• [The task]: What is needed here is an exact copy of all the entries below.

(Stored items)
-------------------------

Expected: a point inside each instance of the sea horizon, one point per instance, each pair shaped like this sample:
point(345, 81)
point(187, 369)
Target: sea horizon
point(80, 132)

-------------------------

• [Written reply]:
Expected: a point inside each instance of the sea horizon, one point per instance, each pair shaped like this sample:
point(345, 81)
point(187, 369)
Target: sea horizon
point(80, 132)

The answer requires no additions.